# Ideal series

of a semi-group $S$

A sequence of sub-semi-groups

$$A_1\subset A_2\subset\dotsb\subset A_m=S\label{*}\tag{*}$$

such that $A_i$ is a (two-sided) ideal of $A_{i+1}$, $i=1,\dotsc,m-1$. The sub-semi-group $A_1$ and the Rees factor semi-groups $A_{i+1}/A_i$ (see Semi-group) are called the factors of the series \eqref{*}. Two ideal series are said to be isomorphic if a one-to-one correspondence can be established between the factors such that corresponding factors are isomorphic. An ideal series

$$B_1\subset B_2\subset\dotsb\subset B_n=S$$

is said to be a refinement of \eqref{*} if every $A_i$ occurs among the $B_j$. An ideal series is a composition series if it does not have proper refinements. Any two ideal series of a semi-group have isomorphic refinements; in particular, in a semi-group having a composition series all such series are isomorphic (the analogue of the theorems of Schreier and Jordan–Hölder for normal series in groups, see , ). An ideal series is a chief series if its terms are ideals in the whole semi-group and if it has no proper refinements consisting of ideals of the semi-group. If a semi-group has a composition series, then it also has a chief series; the converse is false. In a semi-group with a chief series, its factors are isomorphic to the chief factors (cf. Principal factor) of $S$.

EXTRACTED MATERIAL –

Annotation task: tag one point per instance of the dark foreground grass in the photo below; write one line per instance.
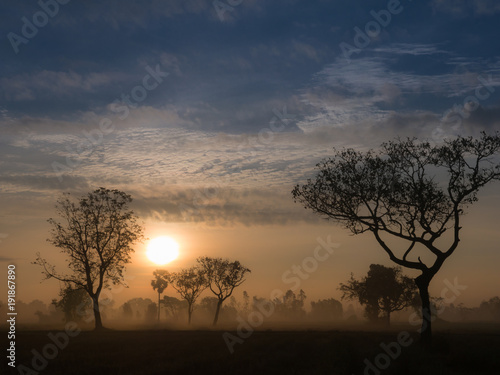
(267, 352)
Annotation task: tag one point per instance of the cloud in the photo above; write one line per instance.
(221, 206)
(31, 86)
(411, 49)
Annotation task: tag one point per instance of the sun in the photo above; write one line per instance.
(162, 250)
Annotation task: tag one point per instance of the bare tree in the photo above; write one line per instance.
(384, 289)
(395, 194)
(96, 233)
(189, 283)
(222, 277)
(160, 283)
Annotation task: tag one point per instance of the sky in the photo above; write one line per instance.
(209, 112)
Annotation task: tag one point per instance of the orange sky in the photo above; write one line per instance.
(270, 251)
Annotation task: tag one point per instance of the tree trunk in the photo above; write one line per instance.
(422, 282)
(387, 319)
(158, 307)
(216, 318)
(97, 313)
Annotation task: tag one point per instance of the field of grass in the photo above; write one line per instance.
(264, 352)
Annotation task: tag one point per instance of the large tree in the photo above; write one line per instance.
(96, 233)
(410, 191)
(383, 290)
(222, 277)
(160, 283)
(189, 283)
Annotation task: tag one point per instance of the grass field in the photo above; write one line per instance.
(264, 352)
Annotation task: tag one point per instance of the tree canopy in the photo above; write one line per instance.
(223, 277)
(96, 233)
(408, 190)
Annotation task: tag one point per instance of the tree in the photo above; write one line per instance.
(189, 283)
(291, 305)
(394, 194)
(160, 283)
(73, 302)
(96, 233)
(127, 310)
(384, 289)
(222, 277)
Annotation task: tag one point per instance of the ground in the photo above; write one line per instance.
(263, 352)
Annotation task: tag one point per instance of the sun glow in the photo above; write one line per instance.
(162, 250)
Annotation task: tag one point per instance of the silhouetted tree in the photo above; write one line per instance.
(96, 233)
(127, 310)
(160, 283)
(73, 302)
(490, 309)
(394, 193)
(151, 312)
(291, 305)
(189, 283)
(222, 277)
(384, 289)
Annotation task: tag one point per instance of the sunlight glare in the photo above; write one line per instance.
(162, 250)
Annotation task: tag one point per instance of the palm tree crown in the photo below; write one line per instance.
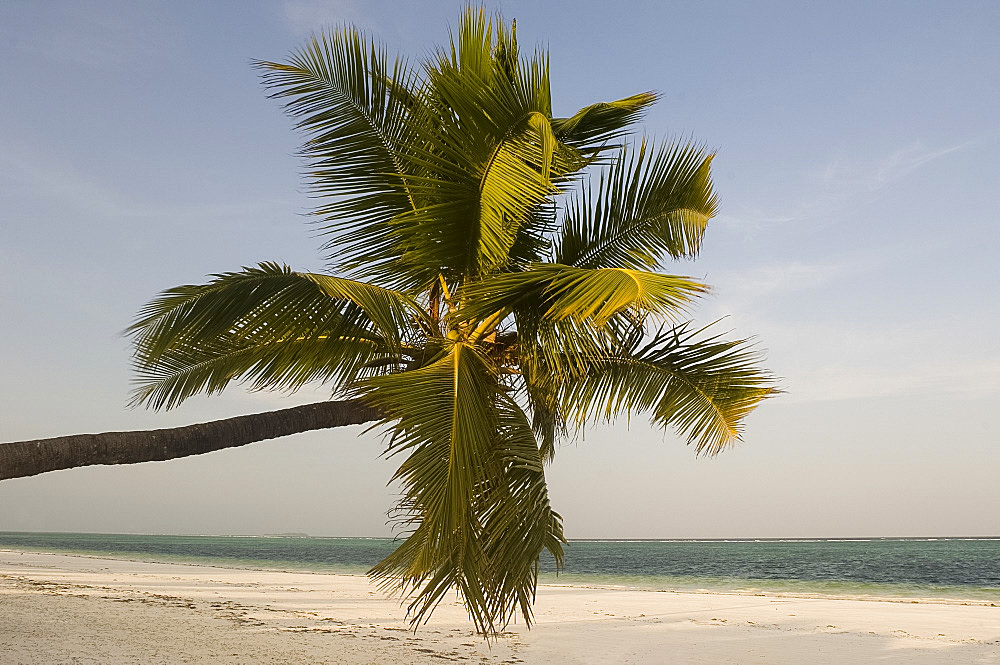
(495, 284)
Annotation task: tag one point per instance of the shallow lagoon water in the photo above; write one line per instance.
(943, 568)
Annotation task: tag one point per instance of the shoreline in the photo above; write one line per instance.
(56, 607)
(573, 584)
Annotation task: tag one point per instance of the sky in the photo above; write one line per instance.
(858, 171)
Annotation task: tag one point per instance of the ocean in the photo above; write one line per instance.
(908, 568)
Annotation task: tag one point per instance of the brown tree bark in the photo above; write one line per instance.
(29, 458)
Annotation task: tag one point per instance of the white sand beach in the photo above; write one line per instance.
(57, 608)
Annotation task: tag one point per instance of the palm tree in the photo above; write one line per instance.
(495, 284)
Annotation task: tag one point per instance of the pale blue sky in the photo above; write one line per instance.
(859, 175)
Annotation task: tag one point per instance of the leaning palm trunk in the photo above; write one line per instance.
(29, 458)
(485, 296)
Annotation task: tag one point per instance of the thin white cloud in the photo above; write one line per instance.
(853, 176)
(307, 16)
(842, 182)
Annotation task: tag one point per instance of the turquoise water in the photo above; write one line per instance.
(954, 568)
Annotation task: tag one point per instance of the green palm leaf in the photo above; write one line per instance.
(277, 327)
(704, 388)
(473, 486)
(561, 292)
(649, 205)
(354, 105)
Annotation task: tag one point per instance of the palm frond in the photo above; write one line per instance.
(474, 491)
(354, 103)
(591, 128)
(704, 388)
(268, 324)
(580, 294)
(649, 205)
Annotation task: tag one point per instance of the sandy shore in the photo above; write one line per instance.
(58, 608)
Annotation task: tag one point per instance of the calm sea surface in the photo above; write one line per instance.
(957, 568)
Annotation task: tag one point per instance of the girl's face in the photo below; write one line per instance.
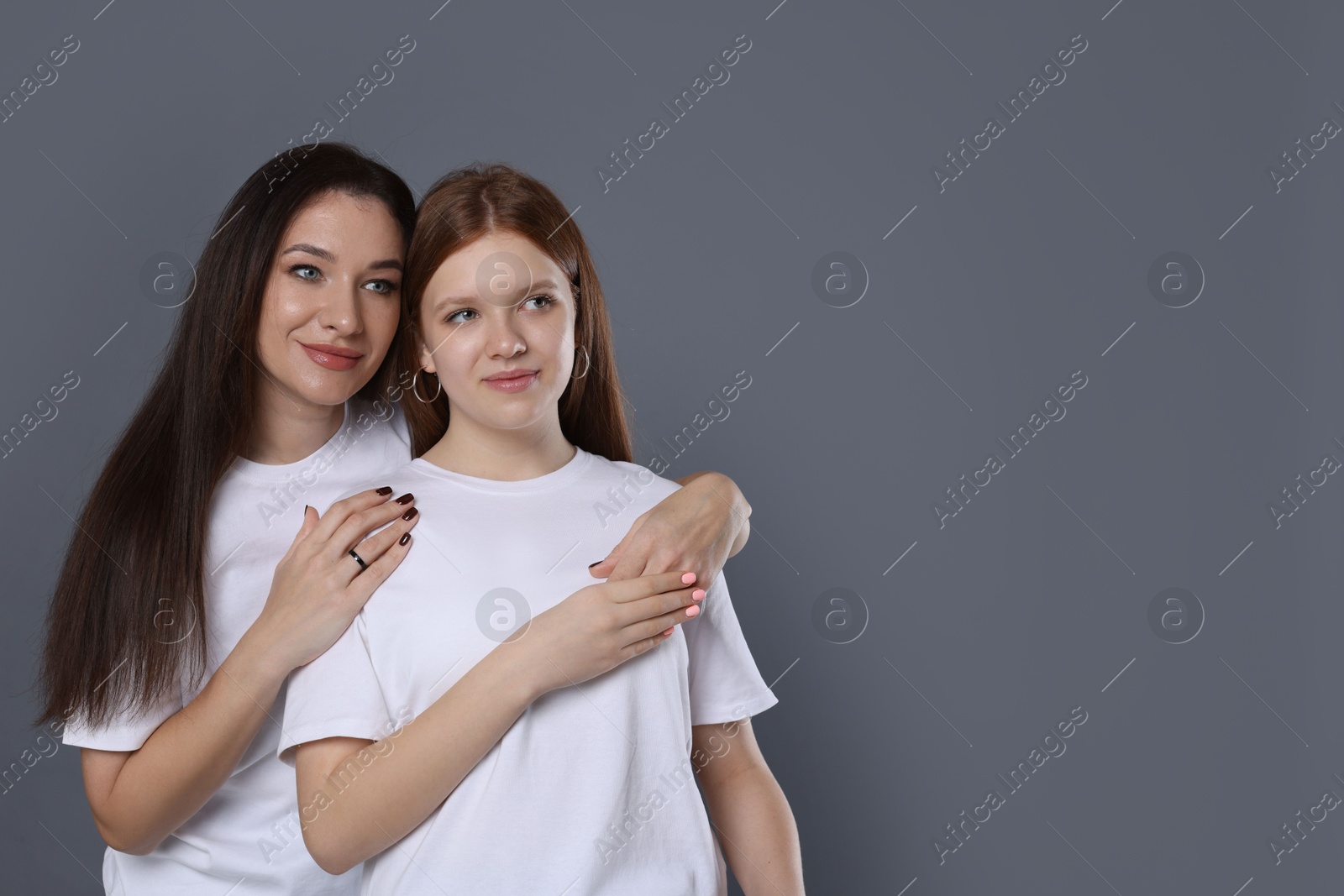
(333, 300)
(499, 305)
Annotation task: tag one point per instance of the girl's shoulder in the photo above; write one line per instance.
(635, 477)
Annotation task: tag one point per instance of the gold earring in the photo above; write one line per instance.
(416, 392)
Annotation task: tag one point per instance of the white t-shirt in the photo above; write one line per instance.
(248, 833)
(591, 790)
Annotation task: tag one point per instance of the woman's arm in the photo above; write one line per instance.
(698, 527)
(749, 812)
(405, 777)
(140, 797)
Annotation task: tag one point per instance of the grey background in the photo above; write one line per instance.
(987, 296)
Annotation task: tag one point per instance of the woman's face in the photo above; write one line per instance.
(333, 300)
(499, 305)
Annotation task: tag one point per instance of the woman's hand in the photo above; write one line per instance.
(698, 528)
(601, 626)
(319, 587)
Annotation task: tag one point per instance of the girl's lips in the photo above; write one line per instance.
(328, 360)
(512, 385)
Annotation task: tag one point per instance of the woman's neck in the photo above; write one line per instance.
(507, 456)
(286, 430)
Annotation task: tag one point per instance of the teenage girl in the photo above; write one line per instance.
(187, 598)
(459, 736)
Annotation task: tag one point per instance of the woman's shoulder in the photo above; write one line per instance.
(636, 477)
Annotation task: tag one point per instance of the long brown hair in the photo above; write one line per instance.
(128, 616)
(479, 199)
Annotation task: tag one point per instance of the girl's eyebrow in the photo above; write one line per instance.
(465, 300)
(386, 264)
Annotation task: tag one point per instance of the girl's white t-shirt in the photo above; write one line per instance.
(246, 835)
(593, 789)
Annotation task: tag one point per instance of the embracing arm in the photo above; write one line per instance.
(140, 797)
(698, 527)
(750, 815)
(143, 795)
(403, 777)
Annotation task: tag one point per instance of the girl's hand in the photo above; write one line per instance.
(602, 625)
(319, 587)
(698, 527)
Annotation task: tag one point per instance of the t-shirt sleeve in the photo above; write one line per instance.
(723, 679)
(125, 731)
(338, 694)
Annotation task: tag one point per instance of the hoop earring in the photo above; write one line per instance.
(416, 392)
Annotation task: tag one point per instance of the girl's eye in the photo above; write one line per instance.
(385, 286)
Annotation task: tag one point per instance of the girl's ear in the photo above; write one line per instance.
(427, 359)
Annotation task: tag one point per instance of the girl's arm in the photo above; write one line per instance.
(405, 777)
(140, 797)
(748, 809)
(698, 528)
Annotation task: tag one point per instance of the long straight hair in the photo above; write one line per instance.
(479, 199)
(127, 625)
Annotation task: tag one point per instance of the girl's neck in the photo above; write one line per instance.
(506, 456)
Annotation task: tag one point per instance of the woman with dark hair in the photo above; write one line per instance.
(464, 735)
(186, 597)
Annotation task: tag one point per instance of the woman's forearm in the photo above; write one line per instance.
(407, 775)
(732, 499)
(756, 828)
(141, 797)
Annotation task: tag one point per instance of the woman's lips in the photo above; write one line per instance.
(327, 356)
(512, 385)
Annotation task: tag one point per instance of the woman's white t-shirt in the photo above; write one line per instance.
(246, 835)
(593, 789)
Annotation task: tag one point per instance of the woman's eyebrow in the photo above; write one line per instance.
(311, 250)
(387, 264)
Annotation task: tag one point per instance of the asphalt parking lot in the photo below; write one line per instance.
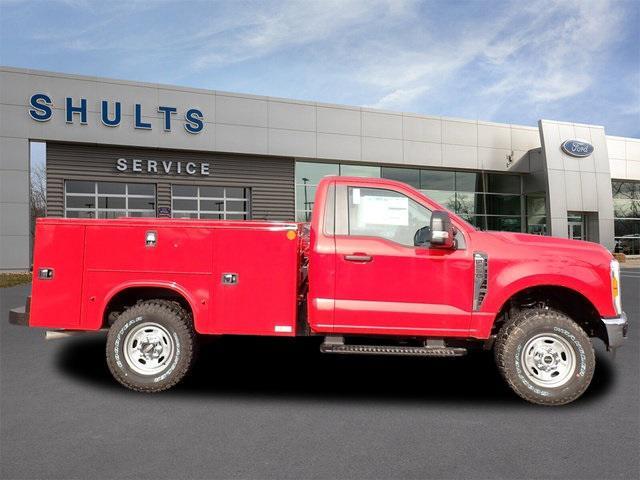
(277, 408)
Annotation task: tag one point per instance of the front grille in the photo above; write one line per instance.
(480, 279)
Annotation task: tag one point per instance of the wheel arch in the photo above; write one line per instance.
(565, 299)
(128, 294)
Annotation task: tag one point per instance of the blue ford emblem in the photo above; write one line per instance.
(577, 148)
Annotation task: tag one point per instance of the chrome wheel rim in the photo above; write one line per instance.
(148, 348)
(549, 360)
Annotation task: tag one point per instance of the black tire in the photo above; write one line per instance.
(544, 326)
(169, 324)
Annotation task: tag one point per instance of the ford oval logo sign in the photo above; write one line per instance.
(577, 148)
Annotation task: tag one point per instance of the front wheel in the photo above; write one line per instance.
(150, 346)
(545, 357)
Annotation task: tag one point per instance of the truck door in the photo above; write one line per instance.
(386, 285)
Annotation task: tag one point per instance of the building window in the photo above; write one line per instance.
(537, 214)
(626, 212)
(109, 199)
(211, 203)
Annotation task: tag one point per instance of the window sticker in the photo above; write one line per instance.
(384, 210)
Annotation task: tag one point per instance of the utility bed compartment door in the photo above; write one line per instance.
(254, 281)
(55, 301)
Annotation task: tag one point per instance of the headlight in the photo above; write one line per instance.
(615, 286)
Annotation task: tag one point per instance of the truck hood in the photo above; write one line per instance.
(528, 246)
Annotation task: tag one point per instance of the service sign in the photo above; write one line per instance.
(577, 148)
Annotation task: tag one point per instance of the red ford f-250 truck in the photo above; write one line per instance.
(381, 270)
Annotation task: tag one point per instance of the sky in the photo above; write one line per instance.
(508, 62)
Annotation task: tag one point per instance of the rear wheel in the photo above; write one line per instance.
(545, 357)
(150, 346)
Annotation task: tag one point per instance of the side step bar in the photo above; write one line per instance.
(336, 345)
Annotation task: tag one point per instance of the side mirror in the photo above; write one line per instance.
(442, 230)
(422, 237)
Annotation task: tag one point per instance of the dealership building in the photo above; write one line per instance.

WRITTEN INSTRUCTION – Resume the ideal series entry after its final sentence. The material has no part in this.

WRITTEN ANSWER –
As for normal series in groups, the concepts mentioned above (as well as their properties) naturally generalize to the case of infinite systems of nested sub-semi-groups. In particular, an ascending ideal series in a semi-group $S$ is a totally ordered sequence

$$A_1\subset\dotsb\subset A_\alpha\subset A_{\alpha+1}\subset\dotsb\subset A_\beta=S,$$

where at limit points there stand the unions of the preceding members, and $A_\alpha$ is an ideal of $A_{\alpha+1}$ for all $\alpha<\beta$.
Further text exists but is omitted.